Rewrite the data below with every "thickest part" changed to "widest part", keeping everything else the same.
# Material to process start
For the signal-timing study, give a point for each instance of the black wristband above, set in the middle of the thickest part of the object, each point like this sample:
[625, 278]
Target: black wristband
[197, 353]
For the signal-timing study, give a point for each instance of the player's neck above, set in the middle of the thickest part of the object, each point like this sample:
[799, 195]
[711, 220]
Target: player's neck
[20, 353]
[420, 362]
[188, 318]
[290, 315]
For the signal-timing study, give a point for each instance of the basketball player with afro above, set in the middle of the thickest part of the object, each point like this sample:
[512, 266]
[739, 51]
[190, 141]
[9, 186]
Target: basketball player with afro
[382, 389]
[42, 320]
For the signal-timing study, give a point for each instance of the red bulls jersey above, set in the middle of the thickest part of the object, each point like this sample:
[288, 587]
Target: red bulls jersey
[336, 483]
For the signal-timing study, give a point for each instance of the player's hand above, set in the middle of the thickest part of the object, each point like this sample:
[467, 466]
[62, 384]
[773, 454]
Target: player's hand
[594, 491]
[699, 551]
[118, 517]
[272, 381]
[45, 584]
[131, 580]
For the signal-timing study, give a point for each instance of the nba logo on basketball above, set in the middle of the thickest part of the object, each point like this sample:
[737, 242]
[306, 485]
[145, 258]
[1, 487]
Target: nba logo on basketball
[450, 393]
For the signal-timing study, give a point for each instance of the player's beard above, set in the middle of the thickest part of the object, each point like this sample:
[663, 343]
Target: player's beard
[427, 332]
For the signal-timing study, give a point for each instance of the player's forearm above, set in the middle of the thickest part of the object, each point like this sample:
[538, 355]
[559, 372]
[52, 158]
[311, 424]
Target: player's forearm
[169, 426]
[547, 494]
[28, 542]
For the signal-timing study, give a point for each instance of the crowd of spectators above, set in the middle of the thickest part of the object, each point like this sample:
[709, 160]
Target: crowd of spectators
# Material to process end
## Finished exercise
For the signal-timing study, give a point for each instance of the black wristband above, set in the middle of the widest part of the object, each point like this sample:
[625, 278]
Target: black wristband
[197, 353]
For the signal-timing study, give a point for each instance of the player's neck above, set in the middle of the widest part of the object, each point like this sample:
[799, 195]
[711, 220]
Target: player's neck
[20, 353]
[420, 362]
[188, 318]
[290, 315]
For the signal-timing study, give a point for each instance of the basketball player with afro above, set in the middle of the widest part of the object, each point like this sample:
[512, 266]
[739, 51]
[190, 141]
[9, 186]
Target: basketball player with afro
[382, 389]
[42, 320]
For the signal-timing study, give a point for each instance of the red bulls jersey above, set in the middle of the widest part of the object, each point like this sample:
[288, 587]
Target: red bulls jersey
[336, 483]
For the signal-timing study, give a point for each instance of the player's hand above, set in the middle of the widest part of the object, each point like this sample:
[467, 466]
[62, 384]
[773, 454]
Target: player's hand
[594, 491]
[699, 551]
[118, 517]
[272, 381]
[45, 584]
[131, 580]
For the signal-timing study, give a point for each instance of the nba logo on basketball above, set in the middle of the widest part of the object, each point like this sample:
[737, 242]
[306, 485]
[145, 258]
[1, 487]
Target: nba logo on basketball
[450, 393]
For the signal-timing study, give a point for each instance of the player's beard above, set in the middle of the widest part of the object, each point like this sample:
[663, 343]
Target: player's beard
[427, 332]
For the signal-timing study, give a point for each instance of the player's forearm above, set in the middle of the widest part of the object, each point like this sample:
[538, 355]
[559, 372]
[52, 158]
[311, 424]
Target: player's forearm
[169, 426]
[547, 494]
[28, 542]
For the signal-timing study, give a point for each instance of the crowd of spectators above, set in the middle of the widest part of the object, each point like this sample:
[709, 160]
Target: crowd of spectators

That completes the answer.